# EXERCISE INSTRUCTIONS
Exactly reproduce the lines beginning with the line that includes "Target: statue's face" and ending with the last line of the data.

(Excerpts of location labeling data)
=======

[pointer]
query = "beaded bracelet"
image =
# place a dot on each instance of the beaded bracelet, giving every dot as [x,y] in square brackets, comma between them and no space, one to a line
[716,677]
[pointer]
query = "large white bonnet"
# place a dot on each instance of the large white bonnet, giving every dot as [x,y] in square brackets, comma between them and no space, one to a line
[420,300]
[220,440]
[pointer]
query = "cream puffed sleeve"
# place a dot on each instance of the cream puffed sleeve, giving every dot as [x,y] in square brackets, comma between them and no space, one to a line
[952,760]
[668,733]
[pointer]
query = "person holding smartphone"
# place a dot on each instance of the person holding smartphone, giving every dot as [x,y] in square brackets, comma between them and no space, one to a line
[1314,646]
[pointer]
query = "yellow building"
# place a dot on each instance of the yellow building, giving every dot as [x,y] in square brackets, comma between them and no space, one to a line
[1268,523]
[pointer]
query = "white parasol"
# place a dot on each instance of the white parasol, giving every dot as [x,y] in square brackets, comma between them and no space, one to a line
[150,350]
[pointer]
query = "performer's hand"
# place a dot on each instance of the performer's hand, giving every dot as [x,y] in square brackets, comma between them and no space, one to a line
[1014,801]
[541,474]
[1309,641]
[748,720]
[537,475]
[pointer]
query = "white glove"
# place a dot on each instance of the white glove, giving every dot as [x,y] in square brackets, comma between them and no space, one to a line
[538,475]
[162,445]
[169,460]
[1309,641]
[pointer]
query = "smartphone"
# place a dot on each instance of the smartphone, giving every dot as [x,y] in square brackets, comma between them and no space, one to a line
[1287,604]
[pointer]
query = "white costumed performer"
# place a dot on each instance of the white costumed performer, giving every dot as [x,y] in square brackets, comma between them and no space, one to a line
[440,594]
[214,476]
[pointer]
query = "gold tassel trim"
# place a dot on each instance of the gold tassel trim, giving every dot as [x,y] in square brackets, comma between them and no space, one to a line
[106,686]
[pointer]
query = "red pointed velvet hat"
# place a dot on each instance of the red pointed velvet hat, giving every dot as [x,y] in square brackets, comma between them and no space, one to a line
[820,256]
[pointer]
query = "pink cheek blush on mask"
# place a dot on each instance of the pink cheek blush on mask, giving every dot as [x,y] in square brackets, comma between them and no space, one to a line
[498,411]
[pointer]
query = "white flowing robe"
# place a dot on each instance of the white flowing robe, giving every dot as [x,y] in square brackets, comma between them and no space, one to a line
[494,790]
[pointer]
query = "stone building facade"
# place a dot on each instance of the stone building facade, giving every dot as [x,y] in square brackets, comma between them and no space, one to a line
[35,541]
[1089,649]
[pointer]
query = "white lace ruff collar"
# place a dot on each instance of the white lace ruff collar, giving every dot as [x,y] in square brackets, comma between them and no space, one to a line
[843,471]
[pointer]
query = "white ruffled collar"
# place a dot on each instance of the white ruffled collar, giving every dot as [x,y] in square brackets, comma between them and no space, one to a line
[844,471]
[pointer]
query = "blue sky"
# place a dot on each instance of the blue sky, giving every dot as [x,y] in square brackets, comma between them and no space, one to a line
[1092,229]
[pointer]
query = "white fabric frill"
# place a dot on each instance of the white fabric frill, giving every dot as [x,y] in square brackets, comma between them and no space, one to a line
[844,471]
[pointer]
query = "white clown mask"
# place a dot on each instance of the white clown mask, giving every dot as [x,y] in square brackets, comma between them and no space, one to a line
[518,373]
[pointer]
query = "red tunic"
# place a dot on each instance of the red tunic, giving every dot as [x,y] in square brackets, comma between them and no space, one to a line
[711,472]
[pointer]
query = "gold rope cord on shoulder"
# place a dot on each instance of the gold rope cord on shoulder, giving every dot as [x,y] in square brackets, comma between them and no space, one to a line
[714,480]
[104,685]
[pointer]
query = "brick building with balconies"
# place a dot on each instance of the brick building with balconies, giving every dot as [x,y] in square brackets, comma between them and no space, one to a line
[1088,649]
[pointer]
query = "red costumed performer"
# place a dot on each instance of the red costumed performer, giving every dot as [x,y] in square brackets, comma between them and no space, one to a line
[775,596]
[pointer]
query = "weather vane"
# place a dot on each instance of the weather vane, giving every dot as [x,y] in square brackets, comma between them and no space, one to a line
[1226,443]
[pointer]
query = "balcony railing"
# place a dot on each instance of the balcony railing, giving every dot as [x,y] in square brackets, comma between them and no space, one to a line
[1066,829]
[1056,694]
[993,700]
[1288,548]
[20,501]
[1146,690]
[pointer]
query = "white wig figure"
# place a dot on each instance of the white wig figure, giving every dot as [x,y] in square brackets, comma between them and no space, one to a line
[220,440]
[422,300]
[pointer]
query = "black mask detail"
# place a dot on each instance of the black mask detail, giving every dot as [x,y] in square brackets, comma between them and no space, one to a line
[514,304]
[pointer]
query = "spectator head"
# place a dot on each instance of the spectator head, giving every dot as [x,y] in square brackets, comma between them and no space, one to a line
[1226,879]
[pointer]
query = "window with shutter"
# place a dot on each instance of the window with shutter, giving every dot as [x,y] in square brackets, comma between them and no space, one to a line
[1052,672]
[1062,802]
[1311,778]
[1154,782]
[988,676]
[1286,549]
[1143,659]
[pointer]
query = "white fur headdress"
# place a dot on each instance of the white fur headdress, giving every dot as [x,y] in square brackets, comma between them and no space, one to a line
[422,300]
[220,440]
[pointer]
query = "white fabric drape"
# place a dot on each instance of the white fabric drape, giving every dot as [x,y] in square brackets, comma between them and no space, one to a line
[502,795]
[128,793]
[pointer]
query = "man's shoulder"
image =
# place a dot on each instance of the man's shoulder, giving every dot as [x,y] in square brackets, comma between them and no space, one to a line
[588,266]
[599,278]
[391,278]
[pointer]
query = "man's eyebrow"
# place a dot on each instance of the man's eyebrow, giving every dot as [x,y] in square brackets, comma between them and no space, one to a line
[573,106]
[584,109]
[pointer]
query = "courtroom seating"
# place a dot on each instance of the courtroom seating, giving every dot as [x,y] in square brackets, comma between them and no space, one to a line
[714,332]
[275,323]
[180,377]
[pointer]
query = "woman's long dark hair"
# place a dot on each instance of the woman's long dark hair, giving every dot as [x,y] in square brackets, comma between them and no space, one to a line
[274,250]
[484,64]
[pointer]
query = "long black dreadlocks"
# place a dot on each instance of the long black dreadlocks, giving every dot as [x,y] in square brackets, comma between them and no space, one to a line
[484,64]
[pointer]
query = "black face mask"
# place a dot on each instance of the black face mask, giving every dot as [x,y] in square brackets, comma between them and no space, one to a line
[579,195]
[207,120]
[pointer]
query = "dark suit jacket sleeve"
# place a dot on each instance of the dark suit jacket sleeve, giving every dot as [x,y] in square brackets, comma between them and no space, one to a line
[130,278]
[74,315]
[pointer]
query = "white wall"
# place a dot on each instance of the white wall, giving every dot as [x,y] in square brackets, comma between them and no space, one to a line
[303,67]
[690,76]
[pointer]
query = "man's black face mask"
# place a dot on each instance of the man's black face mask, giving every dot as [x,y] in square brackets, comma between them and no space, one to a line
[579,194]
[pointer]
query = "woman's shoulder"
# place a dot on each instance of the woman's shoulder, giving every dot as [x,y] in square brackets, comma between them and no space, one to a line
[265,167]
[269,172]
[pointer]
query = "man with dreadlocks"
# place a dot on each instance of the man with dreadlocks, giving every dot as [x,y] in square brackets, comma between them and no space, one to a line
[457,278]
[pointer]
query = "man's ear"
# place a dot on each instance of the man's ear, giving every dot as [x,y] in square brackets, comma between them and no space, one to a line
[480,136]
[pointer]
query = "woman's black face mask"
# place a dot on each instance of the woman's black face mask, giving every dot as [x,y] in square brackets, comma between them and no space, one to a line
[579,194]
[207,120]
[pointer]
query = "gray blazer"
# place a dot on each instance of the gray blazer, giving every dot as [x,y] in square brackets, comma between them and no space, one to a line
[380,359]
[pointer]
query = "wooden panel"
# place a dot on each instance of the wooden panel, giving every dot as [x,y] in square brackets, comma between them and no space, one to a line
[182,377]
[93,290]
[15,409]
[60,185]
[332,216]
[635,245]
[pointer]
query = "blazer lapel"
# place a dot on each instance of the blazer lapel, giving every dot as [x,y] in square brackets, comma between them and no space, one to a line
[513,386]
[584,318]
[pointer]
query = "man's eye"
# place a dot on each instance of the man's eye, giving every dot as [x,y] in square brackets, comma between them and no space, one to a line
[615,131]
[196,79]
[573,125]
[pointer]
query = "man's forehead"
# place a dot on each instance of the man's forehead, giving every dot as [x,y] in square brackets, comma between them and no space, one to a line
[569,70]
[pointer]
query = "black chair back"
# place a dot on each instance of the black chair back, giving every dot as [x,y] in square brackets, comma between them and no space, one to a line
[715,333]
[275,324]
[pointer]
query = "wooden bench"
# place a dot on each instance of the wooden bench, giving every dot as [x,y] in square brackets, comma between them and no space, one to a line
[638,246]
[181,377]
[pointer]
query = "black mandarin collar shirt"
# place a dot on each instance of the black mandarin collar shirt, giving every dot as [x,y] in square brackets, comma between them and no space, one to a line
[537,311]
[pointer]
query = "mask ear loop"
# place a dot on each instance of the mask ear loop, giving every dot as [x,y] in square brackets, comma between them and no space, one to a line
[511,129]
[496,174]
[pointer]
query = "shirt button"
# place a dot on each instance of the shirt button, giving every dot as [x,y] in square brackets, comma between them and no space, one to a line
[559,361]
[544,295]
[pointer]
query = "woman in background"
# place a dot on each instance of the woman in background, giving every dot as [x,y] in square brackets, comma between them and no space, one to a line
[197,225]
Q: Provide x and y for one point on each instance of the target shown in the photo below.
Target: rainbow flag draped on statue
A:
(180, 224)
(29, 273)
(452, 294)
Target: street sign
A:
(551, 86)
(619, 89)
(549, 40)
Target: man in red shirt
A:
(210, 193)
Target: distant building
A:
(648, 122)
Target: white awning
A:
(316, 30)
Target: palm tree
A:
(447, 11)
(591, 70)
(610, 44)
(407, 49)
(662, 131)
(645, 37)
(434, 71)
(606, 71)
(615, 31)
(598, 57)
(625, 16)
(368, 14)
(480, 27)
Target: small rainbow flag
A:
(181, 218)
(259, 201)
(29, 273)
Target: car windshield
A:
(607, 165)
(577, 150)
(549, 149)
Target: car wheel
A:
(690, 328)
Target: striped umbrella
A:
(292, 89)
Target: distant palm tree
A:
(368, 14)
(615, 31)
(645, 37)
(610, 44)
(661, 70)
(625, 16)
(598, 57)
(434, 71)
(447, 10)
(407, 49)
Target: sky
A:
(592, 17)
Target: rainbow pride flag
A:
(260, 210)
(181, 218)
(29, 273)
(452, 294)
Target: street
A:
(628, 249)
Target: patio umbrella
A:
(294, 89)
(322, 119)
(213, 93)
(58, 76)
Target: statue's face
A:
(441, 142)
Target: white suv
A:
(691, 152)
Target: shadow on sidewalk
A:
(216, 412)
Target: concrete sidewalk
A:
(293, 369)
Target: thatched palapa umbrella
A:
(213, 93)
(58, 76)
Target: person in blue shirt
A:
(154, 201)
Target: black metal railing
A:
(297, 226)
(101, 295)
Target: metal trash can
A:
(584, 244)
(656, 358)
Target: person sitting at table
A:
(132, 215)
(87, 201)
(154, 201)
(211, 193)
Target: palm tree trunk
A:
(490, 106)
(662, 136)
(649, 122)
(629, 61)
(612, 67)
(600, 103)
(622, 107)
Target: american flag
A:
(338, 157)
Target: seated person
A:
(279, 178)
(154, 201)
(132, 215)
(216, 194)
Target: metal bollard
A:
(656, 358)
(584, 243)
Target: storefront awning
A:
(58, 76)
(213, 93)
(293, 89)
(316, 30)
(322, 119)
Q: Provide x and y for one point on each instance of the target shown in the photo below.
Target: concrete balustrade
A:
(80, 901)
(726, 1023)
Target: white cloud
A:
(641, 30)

=======

# RESULT OF THE EXERCISE
Target: statue's face
A:
(441, 142)
Target: white suv
A:
(691, 152)
Target: shadow on sidewalk
A:
(216, 412)
Target: concrete sidewalk
A:
(293, 369)
Target: thatched palapa umbrella
A:
(213, 93)
(58, 76)
Target: person in blue shirt
A:
(154, 201)
Target: black metal railing
A:
(297, 226)
(101, 295)
Target: metal trash can
A:
(584, 244)
(656, 358)
Target: person sitting at table
A:
(132, 215)
(87, 201)
(154, 201)
(211, 193)
Target: palm tree trunk
A:
(490, 106)
(662, 136)
(649, 122)
(629, 61)
(612, 67)
(600, 103)
(622, 107)
Target: american flag
A:
(338, 157)
Target: seated person
A:
(279, 178)
(154, 201)
(132, 215)
(216, 194)
Target: metal bollard
A:
(656, 358)
(584, 243)
Target: storefront awning
A:
(58, 76)
(213, 93)
(293, 89)
(316, 30)
(322, 119)
Q: Provide x and y for one point on each instance of the target shown in the photo below.
Target: concrete balustrade
A:
(80, 901)
(726, 1023)
Target: white cloud
A:
(641, 30)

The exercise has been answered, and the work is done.